Stated problem → Revise the entries below by changing every "supervisor" to "manager". Leave all other text as it is.

(Rows of box annotation data)
— Start —

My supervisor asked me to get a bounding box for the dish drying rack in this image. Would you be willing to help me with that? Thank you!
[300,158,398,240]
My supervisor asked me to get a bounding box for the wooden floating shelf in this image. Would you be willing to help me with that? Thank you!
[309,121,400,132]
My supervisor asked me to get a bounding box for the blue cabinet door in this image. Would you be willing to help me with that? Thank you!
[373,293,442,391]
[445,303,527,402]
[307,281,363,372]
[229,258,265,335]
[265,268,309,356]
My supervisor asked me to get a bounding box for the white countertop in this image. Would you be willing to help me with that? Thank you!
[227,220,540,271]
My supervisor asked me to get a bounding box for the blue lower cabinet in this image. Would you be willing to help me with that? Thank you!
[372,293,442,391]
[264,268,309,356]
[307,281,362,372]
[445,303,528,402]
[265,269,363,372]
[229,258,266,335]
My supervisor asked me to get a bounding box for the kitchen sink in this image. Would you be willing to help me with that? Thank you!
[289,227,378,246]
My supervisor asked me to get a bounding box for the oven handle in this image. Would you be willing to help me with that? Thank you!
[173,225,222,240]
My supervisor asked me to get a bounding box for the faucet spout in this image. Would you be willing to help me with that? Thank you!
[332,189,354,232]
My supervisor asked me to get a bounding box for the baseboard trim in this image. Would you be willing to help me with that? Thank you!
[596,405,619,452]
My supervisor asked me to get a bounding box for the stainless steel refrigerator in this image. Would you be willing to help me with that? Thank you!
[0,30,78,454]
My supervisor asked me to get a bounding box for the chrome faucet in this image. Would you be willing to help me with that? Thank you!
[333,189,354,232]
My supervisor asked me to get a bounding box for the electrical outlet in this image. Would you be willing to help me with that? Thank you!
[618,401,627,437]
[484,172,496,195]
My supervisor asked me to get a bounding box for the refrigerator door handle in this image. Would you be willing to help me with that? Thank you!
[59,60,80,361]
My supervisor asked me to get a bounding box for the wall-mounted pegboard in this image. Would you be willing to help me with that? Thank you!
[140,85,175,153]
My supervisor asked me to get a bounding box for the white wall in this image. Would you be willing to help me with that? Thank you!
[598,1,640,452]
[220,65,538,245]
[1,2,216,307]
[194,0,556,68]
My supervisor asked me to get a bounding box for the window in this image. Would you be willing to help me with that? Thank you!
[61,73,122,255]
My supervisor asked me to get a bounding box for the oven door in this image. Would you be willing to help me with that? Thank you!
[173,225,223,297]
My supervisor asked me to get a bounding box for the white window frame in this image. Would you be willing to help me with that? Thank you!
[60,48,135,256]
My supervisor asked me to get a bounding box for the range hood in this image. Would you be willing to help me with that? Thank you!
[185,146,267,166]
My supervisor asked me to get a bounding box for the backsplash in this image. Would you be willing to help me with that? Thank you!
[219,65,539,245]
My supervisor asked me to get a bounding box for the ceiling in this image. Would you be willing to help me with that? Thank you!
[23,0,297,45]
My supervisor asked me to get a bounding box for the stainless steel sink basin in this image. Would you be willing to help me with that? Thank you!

— End —

Complete output →
My manager asked me to get a bounding box for the dish drying rack in this image. Would you be willing to help me with that? Thank you!
[300,158,398,240]
My manager asked me to get a bounding box for the wooden floating shelf in this image. Would you be willing to help me with that? Thank you!
[309,121,400,132]
My manager asked me to get a bounding box for the blue cabinet door in this image. Would you be willing to help me with that? Thank you!
[373,293,442,391]
[445,303,527,402]
[307,281,363,372]
[229,258,265,335]
[265,268,309,356]
My manager asked me to get a bounding box for the white countertop in this image. Would you be willing to help me with that? Thank you!
[227,220,540,271]
My manager asked me to get a bounding box for the blue lower cabinet in this image. Would you be willing to help me with that? Thank you!
[372,293,442,391]
[264,268,309,356]
[307,281,362,372]
[445,303,528,402]
[265,269,363,372]
[229,258,266,335]
My manager asked me to get a bounding box for the kitchen sink in this image. Would you be willing to help me with that? Thank you!
[289,227,378,246]
My manager asked me to get a bounding box for the oven handle in this image. Would you be willing to help me with that? Thank you!
[173,225,222,240]
My manager asked me to get a bounding box for the faucet spout in this image. Would you be willing to help me with that? Thank you!
[332,189,354,232]
My manager asked me to get a bounding box for the baseboard trim in this image. Would you be willing to help me with that? Thank you!
[596,405,619,452]
My manager asked me to get a bounding box for the stainless steel refrigerator in this image. Would you be willing to help me with that? Thank you!
[0,30,78,454]
My manager asked me to get a bounding box for the chrome faucet in this image. Would you be willing to help me with that? Thank you!
[333,189,354,232]
My manager asked me to get a bounding box for the electrical outlet in this image. Would you be willing to help me with that? Thank you!
[618,401,627,437]
[484,172,496,195]
My manager asked me to get a bounding box for the refrigerator door handle in this image. Would you be willing to help me with that? Thank you!
[59,60,80,361]
My manager asked me to get a bounding box for the wall-mounted pegboard in this image. Would you be willing to help me with that? Thank you!
[140,85,175,153]
My manager asked me to get a bounding box for the white wall in this image. Would you be willing to help me with that? Thank you!
[598,1,640,452]
[220,65,538,245]
[1,2,216,307]
[194,0,556,68]
My manager asked me to get a bounding box for the window in this image. Would you be willing to help me with that? Thank you!
[61,73,122,255]
My manager asked me to get a bounding box for the oven door in this image. Would you be willing to help me with that? Thank you!
[173,225,223,297]
My manager asked me to get a bounding box for the white window frame in this image. Would you be willing to help me with that? Thank you!
[60,48,135,256]
My manager asked me to get a bounding box for the range hood in this image. Would you be willing to help me with that? Thank you!
[185,146,267,166]
My manager asked me to get a bounding box for the backsplash in this image. Would you be willing to help me with that? Thank you!
[219,65,539,245]
My manager asked me to get a bounding box for the ceiling in this image. Would you be willing to help me with that? Thank you!
[23,0,297,45]
My manager asked me to get a bounding box for the stainless steel sink basin in this image. Would you be willing to help me with that? Thank you!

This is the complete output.